### Written request
Find the line containing "the girl's eye.". Retype it and every line after it through the end of the entries, exactly as written, with nothing added.
— begin Raw data —
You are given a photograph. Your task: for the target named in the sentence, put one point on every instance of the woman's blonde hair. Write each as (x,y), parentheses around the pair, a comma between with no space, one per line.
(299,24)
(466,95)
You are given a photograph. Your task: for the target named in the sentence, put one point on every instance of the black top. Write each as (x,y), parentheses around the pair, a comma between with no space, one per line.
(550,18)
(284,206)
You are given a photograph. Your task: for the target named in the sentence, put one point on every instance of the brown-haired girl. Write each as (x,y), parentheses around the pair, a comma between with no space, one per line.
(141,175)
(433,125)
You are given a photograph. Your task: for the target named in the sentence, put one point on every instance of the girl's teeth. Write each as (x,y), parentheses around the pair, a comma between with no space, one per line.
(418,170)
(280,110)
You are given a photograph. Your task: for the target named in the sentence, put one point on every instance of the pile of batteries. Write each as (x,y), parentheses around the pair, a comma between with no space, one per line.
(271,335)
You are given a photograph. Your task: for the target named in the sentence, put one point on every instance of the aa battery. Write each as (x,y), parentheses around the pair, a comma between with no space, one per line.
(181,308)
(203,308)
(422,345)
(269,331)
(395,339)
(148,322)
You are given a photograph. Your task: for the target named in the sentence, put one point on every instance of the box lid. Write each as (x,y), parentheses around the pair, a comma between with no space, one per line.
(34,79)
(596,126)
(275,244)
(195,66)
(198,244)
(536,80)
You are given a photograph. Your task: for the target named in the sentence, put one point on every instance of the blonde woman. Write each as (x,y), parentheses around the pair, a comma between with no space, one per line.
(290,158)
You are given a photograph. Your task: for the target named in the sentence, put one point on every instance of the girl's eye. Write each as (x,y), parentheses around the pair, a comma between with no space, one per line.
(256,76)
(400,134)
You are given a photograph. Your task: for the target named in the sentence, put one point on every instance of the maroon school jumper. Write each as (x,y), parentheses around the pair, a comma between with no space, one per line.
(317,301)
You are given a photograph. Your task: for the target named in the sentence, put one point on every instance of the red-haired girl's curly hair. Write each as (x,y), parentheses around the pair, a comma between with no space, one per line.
— end Raw data —
### Correct answer
You are given a photograph. Your task: for the target named in the sentence, put one point on every instance of the girl's eye. Write each as (x,y), parentheses around the pair, a comma between with no space, one per line.
(256,76)
(400,134)
You are given a photograph. Your task: for the target named in the sentence, put one point on every instance of the maroon school jumper. Write each as (x,y), parentheses around the pair, a comma between with no space, one per line.
(317,301)
You are given a photograph. Your task: for the target named in the sentence, put one point on every instance of the red-haired girl's curly hair. Write each as (x,y), parentheses around the pair, a comma between with no space, one per line.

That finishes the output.